Passage for review section start

Eliot writes with that familiar, 19th-century flow, drawing you into a universe entirely of her own possession, and does not let you go. The power went out for three days at my house in Lakewood and so I spent hours with Middlemarch, hardly putting it down for the day. I felt as if I’d fairly floated out of Colorado for the rest of the afternoon. It is a vast undertaking, but it’s a vast world she’s created. The people who populate this book are unusual because they are “historical,” but they are lovable, because we know what to expect from them; we’ve seen them operate before.

The exception to predictability, however, must lie entirely with Dorothea Brooke. She’s an extraordinary creation. I think we could all benefit from being more like her. A brilliant, thoroughly dynamic heroine, she makes the most mistakes and learns the most from them. Despite her often pitiable position, Dorothea fights despair with a heartiness that can only come from within. Her compassion covers all that she does. Speaking on behalf of poor Mr. Lydgate, she says, “What do we live for, if it is not to make life less difficult to each other?”

Eliot writes with force and beauty. She might be the most Tolstoyan of her kind. Her business is grounded in probing the complicated depths of human connection. The last lines of the novel hit me with a thudding power:

For the growing good of the world is partly dependent on unhistoric acts; and that things are not so ill with you and me as they might have been, is half owing to the number who lived faithfully a hidden life, and rest in unvisited tombs.

READ IF: There is no “if” here. I join “everyone” in telling you, quite simply, READ.

Is it Fate, or is it Family?

October 16, 2009

The Brief Wondrous Life of Oscar Wao

The Brief Wondrous Life of Oscar Wao

The Brief Wondrous Life of Oscar Wao

Junot Diaz

Successful authors, it seems to me, figure out what they know and what they’re good at–and then they keep writing it. Over and over again. It’s the same story every time, but you keep coming back to it because they’re so good at this one story. Milan Kundera has one story (post-communist Czech couples have love affairs and try to piece together their lives), Jhumpa Lahiri has one story (Indian immigrants feel misunderstood), even my beloved Virginia Woolf has one story (Can people, isolated as they are, ever find unity?). Junot Diaz has his one story, too: Tortured family sagas of Dominican immigrants.

Passage for review section end
Raw data section start

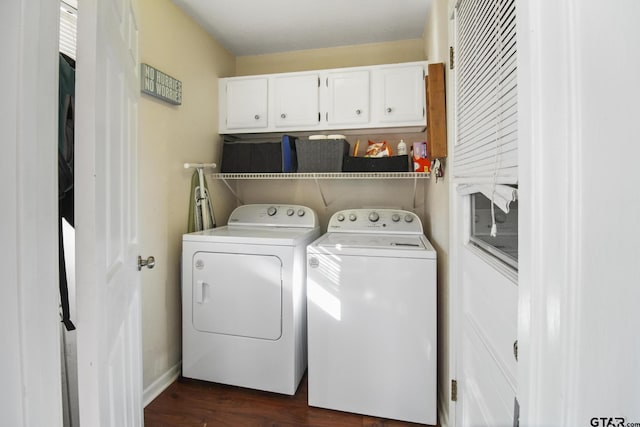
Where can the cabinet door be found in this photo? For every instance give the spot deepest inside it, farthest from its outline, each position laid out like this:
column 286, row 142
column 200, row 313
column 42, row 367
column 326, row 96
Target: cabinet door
column 348, row 94
column 247, row 103
column 399, row 94
column 296, row 101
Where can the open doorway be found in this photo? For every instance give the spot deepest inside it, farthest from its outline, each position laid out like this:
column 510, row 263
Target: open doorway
column 68, row 339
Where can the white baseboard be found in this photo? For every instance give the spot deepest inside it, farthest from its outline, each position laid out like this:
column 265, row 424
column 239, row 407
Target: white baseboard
column 159, row 385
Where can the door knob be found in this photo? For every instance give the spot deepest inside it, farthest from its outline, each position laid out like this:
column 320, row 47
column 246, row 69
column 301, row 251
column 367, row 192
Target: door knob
column 149, row 262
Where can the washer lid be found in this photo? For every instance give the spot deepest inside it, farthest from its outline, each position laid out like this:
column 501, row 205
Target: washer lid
column 348, row 240
column 395, row 245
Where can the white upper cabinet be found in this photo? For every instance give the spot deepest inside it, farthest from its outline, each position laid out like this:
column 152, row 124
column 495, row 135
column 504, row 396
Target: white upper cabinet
column 347, row 98
column 400, row 94
column 296, row 101
column 244, row 103
column 371, row 97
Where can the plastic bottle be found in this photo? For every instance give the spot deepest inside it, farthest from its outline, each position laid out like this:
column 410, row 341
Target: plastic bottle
column 402, row 148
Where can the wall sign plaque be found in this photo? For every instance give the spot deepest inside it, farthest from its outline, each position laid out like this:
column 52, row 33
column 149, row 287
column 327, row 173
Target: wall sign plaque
column 160, row 85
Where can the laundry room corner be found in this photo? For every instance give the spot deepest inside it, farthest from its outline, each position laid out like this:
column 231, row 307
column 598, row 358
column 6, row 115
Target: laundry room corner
column 168, row 136
column 436, row 221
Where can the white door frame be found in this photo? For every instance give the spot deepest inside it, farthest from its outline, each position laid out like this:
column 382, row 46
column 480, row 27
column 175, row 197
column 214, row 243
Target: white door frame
column 31, row 371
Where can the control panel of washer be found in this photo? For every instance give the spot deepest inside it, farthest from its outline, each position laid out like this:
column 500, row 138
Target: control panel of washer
column 273, row 215
column 375, row 221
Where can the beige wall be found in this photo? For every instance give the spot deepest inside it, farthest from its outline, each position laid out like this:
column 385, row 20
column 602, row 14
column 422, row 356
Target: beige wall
column 168, row 137
column 436, row 223
column 319, row 59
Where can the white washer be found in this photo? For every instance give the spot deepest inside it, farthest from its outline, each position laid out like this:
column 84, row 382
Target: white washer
column 371, row 305
column 244, row 298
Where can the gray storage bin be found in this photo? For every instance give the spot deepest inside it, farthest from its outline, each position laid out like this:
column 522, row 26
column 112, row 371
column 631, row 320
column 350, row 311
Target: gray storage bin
column 321, row 155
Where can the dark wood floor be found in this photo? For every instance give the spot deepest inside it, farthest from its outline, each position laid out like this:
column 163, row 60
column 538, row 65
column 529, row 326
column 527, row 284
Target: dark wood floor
column 193, row 403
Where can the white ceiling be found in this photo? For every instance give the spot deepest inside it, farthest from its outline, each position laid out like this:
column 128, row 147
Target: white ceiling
column 253, row 27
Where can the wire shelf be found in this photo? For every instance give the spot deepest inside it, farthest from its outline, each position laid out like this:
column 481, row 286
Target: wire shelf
column 324, row 175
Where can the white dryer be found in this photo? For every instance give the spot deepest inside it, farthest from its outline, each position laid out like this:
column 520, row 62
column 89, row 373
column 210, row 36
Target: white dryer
column 371, row 303
column 244, row 298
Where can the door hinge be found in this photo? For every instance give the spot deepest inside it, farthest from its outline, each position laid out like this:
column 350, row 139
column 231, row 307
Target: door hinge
column 451, row 56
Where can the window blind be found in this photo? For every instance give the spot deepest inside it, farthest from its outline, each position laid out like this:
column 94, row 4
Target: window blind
column 68, row 23
column 486, row 147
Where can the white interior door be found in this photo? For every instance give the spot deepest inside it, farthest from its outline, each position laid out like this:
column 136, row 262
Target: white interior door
column 108, row 284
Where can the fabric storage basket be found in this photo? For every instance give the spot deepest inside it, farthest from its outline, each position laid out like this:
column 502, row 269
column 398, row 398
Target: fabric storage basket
column 376, row 164
column 321, row 155
column 251, row 157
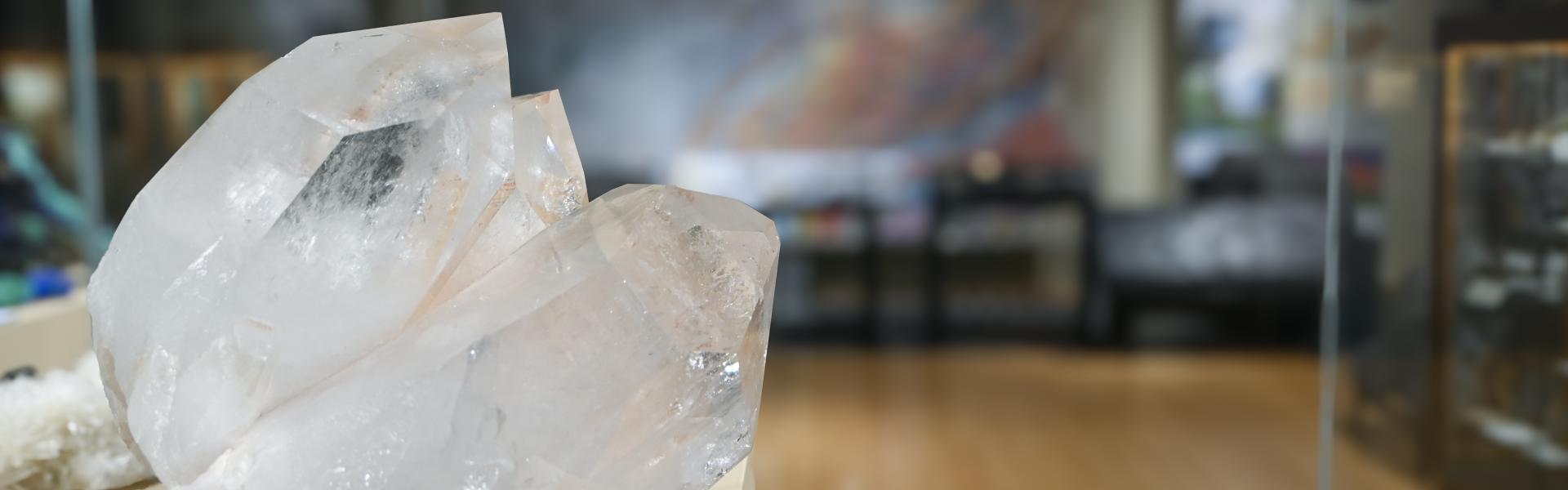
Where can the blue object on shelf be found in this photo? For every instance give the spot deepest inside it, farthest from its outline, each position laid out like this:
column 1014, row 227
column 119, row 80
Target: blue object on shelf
column 47, row 282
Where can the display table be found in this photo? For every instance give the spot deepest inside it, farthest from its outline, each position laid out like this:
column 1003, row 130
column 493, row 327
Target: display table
column 49, row 333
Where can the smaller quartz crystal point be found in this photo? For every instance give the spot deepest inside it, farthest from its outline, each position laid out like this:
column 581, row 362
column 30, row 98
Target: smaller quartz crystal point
column 372, row 269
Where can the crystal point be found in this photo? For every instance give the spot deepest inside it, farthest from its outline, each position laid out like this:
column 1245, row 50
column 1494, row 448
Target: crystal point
column 372, row 269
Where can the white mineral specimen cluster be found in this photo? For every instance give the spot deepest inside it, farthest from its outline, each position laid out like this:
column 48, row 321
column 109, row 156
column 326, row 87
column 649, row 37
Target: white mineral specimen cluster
column 373, row 269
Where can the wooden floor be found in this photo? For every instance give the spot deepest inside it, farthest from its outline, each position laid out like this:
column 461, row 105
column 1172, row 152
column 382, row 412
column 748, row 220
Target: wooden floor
column 1037, row 418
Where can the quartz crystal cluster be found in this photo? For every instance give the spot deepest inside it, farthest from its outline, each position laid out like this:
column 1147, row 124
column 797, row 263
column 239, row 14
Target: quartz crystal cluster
column 373, row 269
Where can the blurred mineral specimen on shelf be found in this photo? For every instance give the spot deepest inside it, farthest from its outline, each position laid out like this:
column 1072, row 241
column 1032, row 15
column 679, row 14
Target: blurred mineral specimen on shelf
column 371, row 269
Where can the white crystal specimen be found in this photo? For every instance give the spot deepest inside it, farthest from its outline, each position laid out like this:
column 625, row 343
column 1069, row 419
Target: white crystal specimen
column 371, row 269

Raw data section end

Assigned task 1:
In the book reviews, which four authors are each said to have "one story," and what is that story for each?
Assigned task 2:
According to the book reviews, how long was the power out at the reviewer's house in Lakewood?
Assigned task 3:
Write what comes next in the book reviews, starting after the last sentence.

Your response 1:
- Milan Kundera: post-communist Czech couples have love affairs and try to piece together their lives.
- Jhumpa Lahiri: Indian immigrants feel misunderstood.
- Virginia Woolf: Can people, isolated as they are, ever find unity?
- Junot Diaz: tortured family sagas of Dominican immigrants.

Your response 2:
Three days.

Your response 3:
But he’s great at it. He writes with charm and humor and you keep coming back, even though you’ve read it all before. I was enchanted by Diaz after reading Drown, his celebrated collection of short stories; he blew me away. But when I started The Brief Wondrous Life of Oscar Wao, I began to get the uncanny sense that I’d met these people before.

Even if you haven’t read Drown, you have at least met Oscar before. He was that socially inept, fat kid who lurked in the hallways of our high schools and sat alone at a table in our American History class at our universities. He always ate alone. He was always reading books with galaxies on the covers and playing games on his computer. We gravitate to Oscar and his plight because we recognize it. Diaz’s craftiness lies in his ability to lure you to care about Oscar, and hope desperately for his lot to improve. But it doesn’t. Diaz was never one for sugar-coating reality.

I wasn’t initially sure what to make of the device of footnotes throughout the novel. I’ll admit I expected to be annoyed by them, but they were often the most amusing paragraphs in the book, and it’s Diaz’s way of giving you the background of Dominican history that he wants you to have without being pedantic.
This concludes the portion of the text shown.